**What the task requires:** The records below are to be restated word for word, with every picture left out.

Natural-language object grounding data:
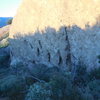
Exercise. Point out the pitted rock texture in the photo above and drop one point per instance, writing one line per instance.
(56, 32)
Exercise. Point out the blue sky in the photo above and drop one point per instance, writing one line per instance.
(8, 8)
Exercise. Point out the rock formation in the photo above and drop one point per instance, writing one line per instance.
(56, 32)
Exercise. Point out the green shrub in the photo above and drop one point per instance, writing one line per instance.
(95, 89)
(9, 21)
(81, 75)
(94, 74)
(12, 86)
(39, 91)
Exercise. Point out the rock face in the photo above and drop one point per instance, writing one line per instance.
(56, 32)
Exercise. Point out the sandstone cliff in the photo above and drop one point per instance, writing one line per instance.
(56, 32)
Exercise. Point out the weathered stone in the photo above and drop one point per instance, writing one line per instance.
(40, 32)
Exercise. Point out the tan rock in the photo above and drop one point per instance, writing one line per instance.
(38, 32)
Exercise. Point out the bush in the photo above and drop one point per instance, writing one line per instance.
(94, 74)
(95, 89)
(9, 21)
(12, 86)
(81, 75)
(39, 91)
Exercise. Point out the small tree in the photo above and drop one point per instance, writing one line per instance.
(9, 21)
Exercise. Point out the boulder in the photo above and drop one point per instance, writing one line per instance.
(56, 32)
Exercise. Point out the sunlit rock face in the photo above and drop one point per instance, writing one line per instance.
(56, 32)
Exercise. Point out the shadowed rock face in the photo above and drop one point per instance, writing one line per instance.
(40, 32)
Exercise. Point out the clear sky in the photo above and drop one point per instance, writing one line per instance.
(8, 8)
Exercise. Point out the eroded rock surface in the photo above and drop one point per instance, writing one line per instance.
(56, 32)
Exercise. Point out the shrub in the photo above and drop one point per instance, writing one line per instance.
(9, 21)
(81, 75)
(12, 86)
(95, 89)
(94, 74)
(39, 91)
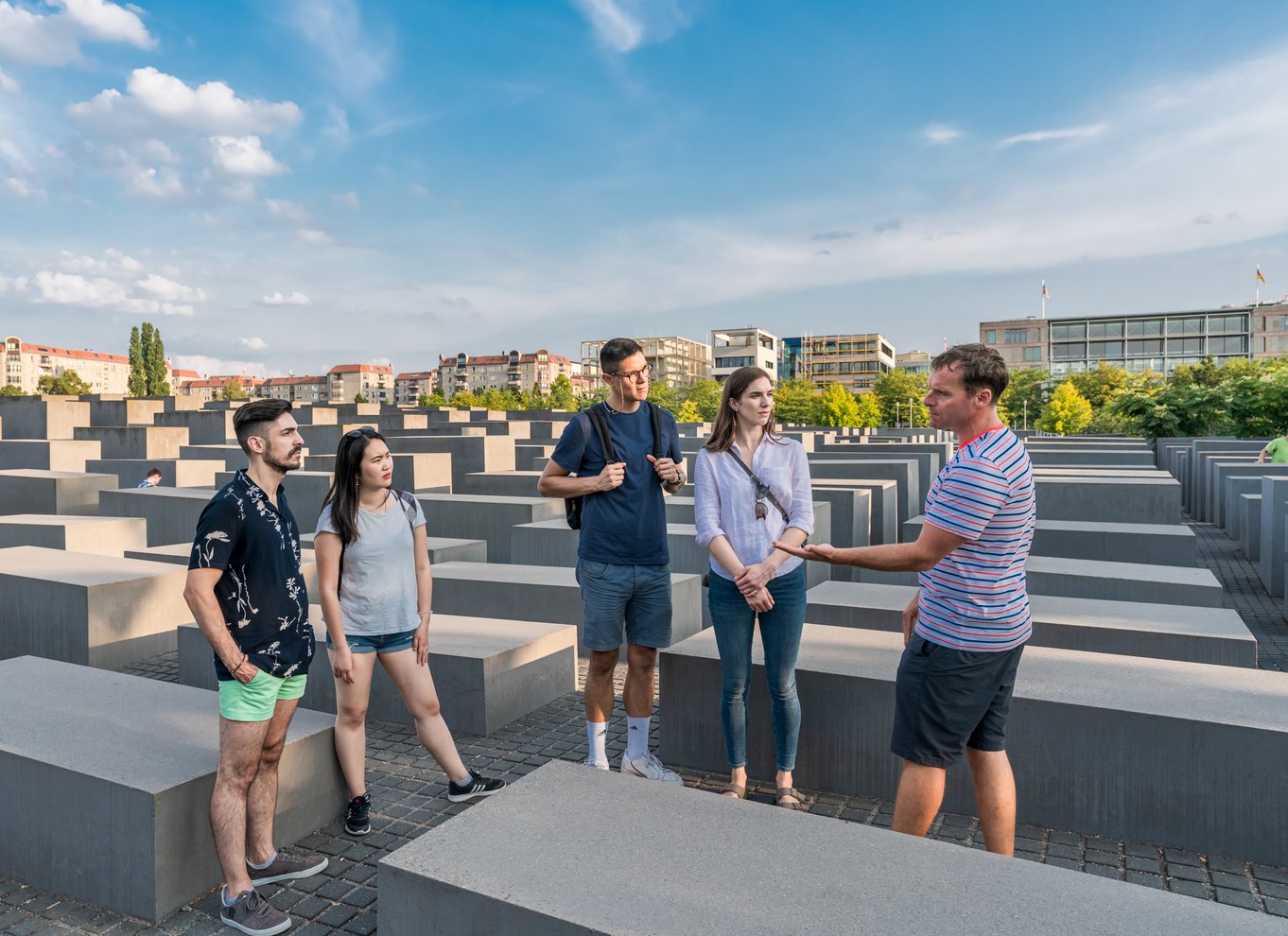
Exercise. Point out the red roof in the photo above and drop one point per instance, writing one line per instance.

**Your response:**
Exercise. Point out the pitted rock texture in the photo above and drop one point per instance, writing one line per instance.
(56, 32)
Exercise. Point out the blue sky in the photo above and drop one point per instance, writing one line per instance.
(8, 8)
Exercise. Point out the rock formation in the photo above and drop one point per instance, writing one line per instance.
(56, 32)
Exercise. Point out the green shrub in the photo above and drop one point per instance, writing one line per instance.
(95, 89)
(9, 21)
(81, 75)
(94, 74)
(12, 86)
(39, 91)
Exercise. Point out the rock face in the photo above and drop one point per instance, writing one line per instance.
(56, 32)
Exercise. Point out the sandstone cliff in the photo above and drop one point per instance, writing one line per instance.
(56, 32)
Exercise. Point out the weathered stone in the photo above and drop one point per instance, writing one line per instance.
(40, 32)
Exercise. Point out the tan rock in the photo above and drop one point per instance, writing one line per instance.
(38, 32)
Exercise. Point out the bush in the photo above and drop one point per instance, writing one line per instance.
(94, 74)
(95, 89)
(9, 21)
(12, 86)
(81, 75)
(39, 91)
Exercise. Point out the small tree in the photo above and drop one point per instance, writing one line per instance.
(9, 21)
Exercise. Point out the boulder in the photo above and drop one point per instance, writing one line per instance.
(56, 32)
Exercise. Point out the sunlit rock face in the photo above and drop one point per instance, writing one line per instance.
(56, 32)
Exercise. Point out the shadowed rock face in the photo above and drop one point per instance, writing one line per instance.
(40, 32)
Exercise. Point out the clear sky in the photo above and drop one point per instance, writing one line per instance.
(8, 8)
Exercise. Point out the eroded rock surface in the photo above and drop one point per instance, writing one line per instance.
(56, 32)
Exercise. Point out the shrub in the photo above and drop one point per instance, writing one line per instance.
(9, 21)
(81, 75)
(12, 86)
(95, 89)
(94, 74)
(39, 91)
Exercise. Point out the red roof in the photo above and drop one point per instance, writing one line per instance.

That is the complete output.